Document extract:
[ExI] NYT ninny

Jef Allbright jef at jefallbright.net
Tue May 13 15:01:12 UTC 2008


On Tue, May 13, 2008 at 12:37 AM, Damien Broderick <thespike at satx.rr.com> wrote:
> The endless stupidity is breathtaking:
>
>  <http://www.nytimes.com/2008/05/13/opinion/13brooks.html?_r=1&th&emc=th&oref=login>
>
>  <Genes are not merely selfish, it appears. Instead, people seem to
>  have deep instincts for fairness, empathy and attachment.>
>
>  What, like <bricks are not merely small and oblong. Instead, opera
>  houses seem to be round and enormous.> ?

I too noticed that article in the Times and felt sadness and fear that
the disease afflicting nearly all of television is already spreading
to the remaining bastions of public thoughtfulness.

And it's more generally worse than that.  In my work, I process daily
thousands of items of news and information at the intersection of
technology and society, first classifying and sorting according to
relevance and salience.  A little over a year ago, an item in a blog
carried significantly greater (statistical) authority than an item in
an email discussion list.  Now there's almost no probable difference.
When YouTube was young, the likelihood of a video being interesting
(subjective, of course) was much higher than now, and at least one
researcher is using comments posted on YouTube as a reliable corpus of
inanity.  When the WWW was young, the mere existence of a page was an
indicator of probable salience, then it became necessary to rank
according to higher-order links, and now search engines like Google
work ever harder and deeper to distinguish mere popularity from
content with depth AND coherence.

Of course the extropy discussion list and its cousins are not immune.
Looking back over more than ten years on this list, who would deny the
decline in meaningful, leading edge content?

(Dataset records)

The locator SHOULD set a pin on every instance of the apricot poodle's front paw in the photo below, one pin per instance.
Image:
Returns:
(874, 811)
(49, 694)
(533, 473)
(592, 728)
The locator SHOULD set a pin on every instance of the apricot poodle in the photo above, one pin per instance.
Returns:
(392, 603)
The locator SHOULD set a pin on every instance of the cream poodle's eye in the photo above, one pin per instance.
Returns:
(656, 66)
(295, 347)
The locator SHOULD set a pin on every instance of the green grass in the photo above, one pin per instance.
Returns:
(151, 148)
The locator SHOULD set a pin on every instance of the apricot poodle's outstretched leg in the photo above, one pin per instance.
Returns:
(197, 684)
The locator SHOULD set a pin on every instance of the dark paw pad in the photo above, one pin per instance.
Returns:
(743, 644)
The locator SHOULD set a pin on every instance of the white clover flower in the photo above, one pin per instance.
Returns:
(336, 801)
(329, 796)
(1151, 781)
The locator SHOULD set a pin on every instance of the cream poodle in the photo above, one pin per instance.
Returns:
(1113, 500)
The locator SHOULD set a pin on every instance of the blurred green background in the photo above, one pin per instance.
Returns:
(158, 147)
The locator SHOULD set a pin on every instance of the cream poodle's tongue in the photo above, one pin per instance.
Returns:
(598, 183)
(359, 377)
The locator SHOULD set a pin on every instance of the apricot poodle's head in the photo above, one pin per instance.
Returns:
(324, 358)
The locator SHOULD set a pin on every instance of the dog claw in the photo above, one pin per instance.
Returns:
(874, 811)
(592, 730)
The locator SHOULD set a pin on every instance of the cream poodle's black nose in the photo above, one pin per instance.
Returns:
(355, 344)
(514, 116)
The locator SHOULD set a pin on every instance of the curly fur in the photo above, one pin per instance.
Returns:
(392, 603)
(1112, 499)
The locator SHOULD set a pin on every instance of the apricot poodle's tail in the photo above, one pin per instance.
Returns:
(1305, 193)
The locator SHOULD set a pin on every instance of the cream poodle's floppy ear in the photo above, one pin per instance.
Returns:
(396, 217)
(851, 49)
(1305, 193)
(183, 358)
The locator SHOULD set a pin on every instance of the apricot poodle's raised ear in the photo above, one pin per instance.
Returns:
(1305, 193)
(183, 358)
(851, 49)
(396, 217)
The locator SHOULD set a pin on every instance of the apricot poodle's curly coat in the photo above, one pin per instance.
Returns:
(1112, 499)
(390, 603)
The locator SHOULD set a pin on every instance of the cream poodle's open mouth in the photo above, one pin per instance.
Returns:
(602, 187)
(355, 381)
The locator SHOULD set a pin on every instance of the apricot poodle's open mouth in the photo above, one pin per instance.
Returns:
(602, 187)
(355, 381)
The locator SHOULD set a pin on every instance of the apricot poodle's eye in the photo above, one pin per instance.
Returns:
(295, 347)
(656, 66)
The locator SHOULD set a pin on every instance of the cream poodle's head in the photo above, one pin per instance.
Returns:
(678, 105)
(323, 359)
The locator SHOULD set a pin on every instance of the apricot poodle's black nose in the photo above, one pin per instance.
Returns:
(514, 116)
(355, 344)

Tasks to carry out:
A. Using the mailing-list post above, decide whether each statement agrees with it. Answer yes or no for each, and quote the words from the post that decide it.
(i) An item in a blog and an item in an email discussion list now have almost no probable difference.
(ii) When YouTube was young, a video was less likely to be interesting than now.
(iii) The extropy discussion list is immune to the decline.
B. Please translate this sentence from the mailing-list post above into Spanish: "A little over a year ago, an item in a blog carried significantly greater (statistical) authority than an item in an email discussion list."

Responses to the tasks:
A.
(i) Yes: "Now there's almost no probable difference."
(ii) No: "the likelihood of a video being interesting (subjective, of course) was much higher than now"
(iii) No: "Of course the extropy discussion list and its cousins are not immune."

B. Hace poco más de un año, una entrada de un blog tenía una autoridad (estadística) significativamente mayor que una entrada de una lista de discusión por correo electrónico.